» TO DO:
1. In the article on male contraceptive side effects, switch "clinical trial" to "study" and give the stretch from "By Carmen Abbe" through "contraceptive clinical trial." with that change.
2. Shorten the paragraph of the article on male contraceptive side effects that begins "Worldwide, there is an unmet need", keeping its main facts.
3. Carry on the article on male contraceptive side effects from where it stops.
═════ EXCERPTED TEXT ═════
By Carmen Abbe and Alison Roxby
A clinical trial on a novel male contraceptive was recently terminated early due to participant side effects, or adverse events. Yet it is well known that many contraceptives used by women cause significant adverse effects.
Our recent paper in BMJ Sexual and Reproductive Health sought to better appreciate the risk of contraceptive adverse events. We compared adverse events experienced by women on approved hormonal contraceptives with the adverse events experienced by participants of the injectable male hormonal contraceptive clinical trial.
Worldwide, there is an unmet need for male contraception. As female methods continue to be developed, no new male methods have been developed since the condom and vasectomy. A paradigm may be developing where, despite acceptability and efficacy in clinical trials, novel male contraceptive development is stalled.
We decided to enumerate adverse events experienced by men compared to adverse events reported by women in clinical trials for the most popular hormonal contraceptives. Reviewing adverse events side by side provides a tool to understand the reality of adverse event frequency across contraceptive methods.
Remarkably, we demonstrated that comparable adverse events experienced by men occurred at similar frequencies to the adverse events experienced by women on approved contraceptive methods.
═════ INFORMATION PROVIDED ═════
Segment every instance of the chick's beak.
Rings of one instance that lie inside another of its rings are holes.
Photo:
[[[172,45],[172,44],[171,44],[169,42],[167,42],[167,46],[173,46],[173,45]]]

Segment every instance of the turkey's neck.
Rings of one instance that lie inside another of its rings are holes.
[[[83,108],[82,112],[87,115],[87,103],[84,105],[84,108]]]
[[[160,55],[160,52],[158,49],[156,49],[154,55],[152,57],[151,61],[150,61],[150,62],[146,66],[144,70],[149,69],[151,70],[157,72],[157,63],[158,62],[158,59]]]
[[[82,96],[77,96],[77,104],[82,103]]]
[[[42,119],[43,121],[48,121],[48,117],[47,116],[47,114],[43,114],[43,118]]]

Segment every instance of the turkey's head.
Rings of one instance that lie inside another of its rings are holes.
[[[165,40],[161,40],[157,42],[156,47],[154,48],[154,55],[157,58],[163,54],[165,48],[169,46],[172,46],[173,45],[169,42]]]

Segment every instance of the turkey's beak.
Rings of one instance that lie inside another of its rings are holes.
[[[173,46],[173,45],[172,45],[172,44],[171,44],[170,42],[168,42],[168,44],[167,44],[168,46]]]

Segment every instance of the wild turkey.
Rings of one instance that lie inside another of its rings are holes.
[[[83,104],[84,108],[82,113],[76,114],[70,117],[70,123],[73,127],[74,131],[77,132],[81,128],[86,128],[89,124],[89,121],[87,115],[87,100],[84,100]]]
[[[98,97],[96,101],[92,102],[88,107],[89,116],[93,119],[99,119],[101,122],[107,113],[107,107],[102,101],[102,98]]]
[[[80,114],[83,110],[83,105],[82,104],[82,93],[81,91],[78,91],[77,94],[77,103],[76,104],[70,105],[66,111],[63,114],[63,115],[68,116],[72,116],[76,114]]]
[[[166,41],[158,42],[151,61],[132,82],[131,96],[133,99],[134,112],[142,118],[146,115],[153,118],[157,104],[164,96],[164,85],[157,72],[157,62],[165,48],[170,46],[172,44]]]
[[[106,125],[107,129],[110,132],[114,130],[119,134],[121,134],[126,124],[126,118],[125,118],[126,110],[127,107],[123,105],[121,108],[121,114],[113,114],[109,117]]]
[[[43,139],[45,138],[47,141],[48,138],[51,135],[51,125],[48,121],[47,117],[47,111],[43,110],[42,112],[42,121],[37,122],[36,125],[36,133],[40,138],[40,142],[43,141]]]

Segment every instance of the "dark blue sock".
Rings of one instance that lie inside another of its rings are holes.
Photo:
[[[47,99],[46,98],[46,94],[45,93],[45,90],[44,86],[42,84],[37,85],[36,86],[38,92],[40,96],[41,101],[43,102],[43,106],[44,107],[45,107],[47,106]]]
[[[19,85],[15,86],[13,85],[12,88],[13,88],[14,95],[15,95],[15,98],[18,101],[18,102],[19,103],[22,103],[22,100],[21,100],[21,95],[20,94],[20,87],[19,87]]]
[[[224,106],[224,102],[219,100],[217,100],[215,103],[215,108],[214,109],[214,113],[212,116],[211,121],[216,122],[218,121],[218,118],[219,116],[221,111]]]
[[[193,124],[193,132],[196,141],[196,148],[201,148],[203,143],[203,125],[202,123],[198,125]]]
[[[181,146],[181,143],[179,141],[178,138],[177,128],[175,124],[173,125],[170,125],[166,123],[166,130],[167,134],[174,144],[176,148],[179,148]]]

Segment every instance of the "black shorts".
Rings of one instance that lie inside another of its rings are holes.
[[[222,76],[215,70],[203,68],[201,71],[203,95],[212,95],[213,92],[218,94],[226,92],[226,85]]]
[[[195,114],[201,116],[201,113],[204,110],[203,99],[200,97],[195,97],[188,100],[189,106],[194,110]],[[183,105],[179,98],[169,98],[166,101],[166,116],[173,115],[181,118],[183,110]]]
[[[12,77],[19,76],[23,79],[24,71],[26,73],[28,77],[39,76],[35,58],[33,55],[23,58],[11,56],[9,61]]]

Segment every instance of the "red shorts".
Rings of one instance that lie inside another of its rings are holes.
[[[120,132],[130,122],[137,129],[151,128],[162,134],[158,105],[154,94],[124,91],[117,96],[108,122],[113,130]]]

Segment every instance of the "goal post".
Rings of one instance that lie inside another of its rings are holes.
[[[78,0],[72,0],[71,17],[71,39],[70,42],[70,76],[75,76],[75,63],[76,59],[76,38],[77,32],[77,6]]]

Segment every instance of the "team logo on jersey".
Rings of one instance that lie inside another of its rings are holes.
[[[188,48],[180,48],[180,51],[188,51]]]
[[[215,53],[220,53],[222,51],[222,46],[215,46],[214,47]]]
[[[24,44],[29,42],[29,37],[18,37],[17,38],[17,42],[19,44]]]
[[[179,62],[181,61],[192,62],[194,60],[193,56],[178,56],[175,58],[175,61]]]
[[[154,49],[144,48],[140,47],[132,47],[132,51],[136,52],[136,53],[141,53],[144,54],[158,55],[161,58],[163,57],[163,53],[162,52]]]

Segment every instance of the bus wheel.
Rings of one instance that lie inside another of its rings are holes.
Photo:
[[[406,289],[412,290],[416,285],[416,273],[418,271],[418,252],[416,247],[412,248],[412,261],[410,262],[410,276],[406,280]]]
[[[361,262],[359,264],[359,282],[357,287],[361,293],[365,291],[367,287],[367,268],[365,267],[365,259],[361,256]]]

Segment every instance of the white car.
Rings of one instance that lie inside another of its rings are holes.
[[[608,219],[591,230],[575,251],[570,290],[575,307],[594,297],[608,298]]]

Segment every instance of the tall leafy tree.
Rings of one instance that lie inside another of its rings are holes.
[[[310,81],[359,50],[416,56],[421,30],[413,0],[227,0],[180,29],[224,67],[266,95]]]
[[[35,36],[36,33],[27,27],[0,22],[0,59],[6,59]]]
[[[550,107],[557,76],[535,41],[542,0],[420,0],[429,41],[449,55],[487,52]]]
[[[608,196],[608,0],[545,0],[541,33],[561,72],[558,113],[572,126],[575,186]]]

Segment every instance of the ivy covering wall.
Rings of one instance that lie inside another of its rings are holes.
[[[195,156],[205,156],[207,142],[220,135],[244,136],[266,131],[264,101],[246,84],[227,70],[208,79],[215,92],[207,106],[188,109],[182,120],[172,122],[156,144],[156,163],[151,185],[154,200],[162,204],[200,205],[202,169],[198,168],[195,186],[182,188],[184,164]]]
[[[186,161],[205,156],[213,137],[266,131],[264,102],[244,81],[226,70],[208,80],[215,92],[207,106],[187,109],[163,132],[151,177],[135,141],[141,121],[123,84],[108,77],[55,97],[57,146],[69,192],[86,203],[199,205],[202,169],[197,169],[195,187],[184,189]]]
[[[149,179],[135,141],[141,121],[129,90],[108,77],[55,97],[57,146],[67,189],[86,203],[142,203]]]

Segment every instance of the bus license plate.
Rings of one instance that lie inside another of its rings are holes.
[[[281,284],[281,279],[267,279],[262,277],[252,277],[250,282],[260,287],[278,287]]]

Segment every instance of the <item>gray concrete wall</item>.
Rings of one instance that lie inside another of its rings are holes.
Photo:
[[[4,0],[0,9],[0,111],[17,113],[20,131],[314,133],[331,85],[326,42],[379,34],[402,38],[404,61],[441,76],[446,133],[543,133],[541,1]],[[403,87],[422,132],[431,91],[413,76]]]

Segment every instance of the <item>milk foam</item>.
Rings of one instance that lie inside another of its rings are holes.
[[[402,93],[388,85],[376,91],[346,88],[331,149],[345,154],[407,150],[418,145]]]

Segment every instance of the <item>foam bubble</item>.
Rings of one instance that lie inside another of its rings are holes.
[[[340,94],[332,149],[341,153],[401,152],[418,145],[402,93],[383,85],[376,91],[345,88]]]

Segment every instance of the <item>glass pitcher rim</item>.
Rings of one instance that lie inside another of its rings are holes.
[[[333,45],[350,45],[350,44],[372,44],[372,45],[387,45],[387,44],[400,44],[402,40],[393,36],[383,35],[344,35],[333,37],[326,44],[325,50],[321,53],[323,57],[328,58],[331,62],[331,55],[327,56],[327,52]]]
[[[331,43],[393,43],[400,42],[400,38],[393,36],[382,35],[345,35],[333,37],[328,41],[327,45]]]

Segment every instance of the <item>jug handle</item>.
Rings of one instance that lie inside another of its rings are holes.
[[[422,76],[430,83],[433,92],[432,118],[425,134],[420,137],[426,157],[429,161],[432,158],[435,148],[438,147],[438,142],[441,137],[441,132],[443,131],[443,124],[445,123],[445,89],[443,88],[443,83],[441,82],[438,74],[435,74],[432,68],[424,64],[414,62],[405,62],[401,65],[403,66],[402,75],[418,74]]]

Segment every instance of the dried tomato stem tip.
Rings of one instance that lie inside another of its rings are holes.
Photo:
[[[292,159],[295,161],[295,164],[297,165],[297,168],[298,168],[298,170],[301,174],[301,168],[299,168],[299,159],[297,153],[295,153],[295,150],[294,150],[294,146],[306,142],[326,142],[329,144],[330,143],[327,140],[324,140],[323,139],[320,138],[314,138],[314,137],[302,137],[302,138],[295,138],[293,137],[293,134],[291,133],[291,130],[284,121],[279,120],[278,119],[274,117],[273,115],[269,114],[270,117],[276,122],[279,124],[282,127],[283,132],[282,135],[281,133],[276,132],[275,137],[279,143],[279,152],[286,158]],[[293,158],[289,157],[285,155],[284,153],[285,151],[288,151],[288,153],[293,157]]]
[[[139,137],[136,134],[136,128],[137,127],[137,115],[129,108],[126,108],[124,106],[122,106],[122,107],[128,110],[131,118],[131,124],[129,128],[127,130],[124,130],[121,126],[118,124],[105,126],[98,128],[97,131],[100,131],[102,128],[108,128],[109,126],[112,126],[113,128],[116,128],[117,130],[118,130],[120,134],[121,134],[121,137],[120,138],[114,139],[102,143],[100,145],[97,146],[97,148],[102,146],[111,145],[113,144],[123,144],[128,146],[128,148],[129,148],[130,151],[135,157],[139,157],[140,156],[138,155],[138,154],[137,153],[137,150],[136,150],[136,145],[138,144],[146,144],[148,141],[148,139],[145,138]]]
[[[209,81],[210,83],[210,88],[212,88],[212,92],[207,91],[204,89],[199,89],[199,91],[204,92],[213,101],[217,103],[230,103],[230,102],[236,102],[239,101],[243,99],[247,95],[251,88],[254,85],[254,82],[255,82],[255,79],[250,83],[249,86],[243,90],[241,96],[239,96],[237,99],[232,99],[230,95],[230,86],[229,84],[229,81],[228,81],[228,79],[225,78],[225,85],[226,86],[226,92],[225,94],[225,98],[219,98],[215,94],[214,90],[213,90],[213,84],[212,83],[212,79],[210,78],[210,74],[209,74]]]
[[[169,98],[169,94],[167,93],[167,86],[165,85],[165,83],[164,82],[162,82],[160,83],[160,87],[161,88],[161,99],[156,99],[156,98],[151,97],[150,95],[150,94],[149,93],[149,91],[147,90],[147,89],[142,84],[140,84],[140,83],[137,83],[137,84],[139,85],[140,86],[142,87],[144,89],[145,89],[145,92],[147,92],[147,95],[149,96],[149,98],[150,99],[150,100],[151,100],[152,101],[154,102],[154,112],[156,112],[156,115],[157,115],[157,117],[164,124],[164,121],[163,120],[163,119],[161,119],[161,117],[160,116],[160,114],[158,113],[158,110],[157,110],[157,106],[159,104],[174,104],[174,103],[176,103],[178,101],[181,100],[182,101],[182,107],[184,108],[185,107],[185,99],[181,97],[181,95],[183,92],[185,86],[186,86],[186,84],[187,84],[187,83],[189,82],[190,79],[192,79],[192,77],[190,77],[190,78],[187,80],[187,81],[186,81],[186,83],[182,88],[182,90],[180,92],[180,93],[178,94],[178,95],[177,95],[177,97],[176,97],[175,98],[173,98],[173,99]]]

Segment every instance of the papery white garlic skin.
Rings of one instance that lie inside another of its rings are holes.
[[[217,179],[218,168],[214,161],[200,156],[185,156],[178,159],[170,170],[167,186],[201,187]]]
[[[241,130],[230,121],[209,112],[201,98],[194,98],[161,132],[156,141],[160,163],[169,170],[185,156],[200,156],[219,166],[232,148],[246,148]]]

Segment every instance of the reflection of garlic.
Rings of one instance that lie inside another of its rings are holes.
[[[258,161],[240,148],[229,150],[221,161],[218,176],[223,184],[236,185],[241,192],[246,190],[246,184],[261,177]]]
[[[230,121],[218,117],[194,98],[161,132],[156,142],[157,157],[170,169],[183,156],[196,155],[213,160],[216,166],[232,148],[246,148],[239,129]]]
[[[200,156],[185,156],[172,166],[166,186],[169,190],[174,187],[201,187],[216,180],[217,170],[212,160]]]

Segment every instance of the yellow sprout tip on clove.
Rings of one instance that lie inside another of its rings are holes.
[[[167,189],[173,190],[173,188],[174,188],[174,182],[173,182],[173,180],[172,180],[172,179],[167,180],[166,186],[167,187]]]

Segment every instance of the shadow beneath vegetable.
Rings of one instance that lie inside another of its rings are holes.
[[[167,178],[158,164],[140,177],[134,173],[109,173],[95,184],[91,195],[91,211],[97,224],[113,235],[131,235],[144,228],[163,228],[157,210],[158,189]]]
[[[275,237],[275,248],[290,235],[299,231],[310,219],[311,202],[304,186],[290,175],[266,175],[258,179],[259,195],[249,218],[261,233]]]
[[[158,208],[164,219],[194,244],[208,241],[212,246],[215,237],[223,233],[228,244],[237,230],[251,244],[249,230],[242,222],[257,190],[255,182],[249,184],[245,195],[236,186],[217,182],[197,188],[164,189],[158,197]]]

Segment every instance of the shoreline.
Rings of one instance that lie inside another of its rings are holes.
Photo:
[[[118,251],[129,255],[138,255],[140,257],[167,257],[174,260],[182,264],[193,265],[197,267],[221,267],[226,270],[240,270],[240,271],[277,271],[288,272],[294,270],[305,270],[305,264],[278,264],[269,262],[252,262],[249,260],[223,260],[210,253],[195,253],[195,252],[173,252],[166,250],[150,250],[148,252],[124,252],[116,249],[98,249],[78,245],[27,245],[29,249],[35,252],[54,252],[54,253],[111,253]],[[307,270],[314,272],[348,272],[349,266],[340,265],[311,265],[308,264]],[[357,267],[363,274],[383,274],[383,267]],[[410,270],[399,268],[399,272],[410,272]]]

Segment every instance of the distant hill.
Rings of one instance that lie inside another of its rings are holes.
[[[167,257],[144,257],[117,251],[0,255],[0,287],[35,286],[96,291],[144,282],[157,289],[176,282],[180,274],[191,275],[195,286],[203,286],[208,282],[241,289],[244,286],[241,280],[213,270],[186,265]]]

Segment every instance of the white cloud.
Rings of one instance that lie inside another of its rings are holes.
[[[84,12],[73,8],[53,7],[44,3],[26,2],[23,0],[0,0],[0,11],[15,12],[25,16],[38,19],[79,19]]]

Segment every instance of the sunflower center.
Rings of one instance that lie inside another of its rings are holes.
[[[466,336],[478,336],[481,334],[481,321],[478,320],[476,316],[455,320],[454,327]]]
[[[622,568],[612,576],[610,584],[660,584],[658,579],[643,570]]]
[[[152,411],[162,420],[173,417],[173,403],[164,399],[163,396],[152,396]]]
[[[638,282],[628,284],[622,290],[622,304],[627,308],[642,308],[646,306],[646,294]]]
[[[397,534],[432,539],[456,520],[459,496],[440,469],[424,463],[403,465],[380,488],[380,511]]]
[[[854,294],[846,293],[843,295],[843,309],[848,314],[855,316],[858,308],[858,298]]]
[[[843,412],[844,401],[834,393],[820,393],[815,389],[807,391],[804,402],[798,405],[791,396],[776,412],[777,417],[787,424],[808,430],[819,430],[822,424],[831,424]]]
═════
» ANSWERS IN ORDER:
1.
By Carmen Abbe and Alison Roxby
A study on a novel male contraceptive was recently terminated early due to participant side effects, or adverse events. Yet it is well known that many contraceptives used by women cause significant adverse effects.
Our recent paper in BMJ Sexual and Reproductive Health sought to better appreciate the risk of contraceptive adverse events. We compared adverse events experienced by women on approved hormonal contraceptives with the adverse events experienced by participants of the injectable male hormonal contraceptive study.

2. There is a worldwide unmet need for male contraception. New female methods keep being developed, but no new male method has appeared since the condom and vasectomy. Novel male contraceptive development may be stalling, even though these methods have proved acceptable and effective in clinical trials.

3.
Concerning adverse events were present in both male and female contraceptive methods. These results show that there is inherent risk to be managed in the use of hormonal contraception, for both men and women. If adverse events are comparable between men and women, it is concerning that male hormonal contraceptives continue to fail in developmental stages.
The male contraceptive study under review reported that the potential risks of the contraceptive were deemed to outweigh the potential benefits, leading to the trial’s discontinuation. In female contraceptive trials, adverse events are also seen, but deemed acceptable compared to risks of pregnancy. As future research continues, we are confronted with determining how much risk is acceptable for male contraceptive methods. Through the approval of female hormonal contraceptives, regulatory agencies have provided women the ability to choose whether the risks of a contraceptive outweigh the risk of an unintended pregnancy. Men ought to have the same freedom of choice.
Women too often carry the financial and physical burdens of contraception. Male contraception provides the opportunity for all people, regardless of gender, to share control over family planning. Male contraception also gives men an overdue means to control their fertility in an effective and reversible way. Men’s interest in effective contraception should be considered in the discussion of the appropriate risks of male contraceptive methods.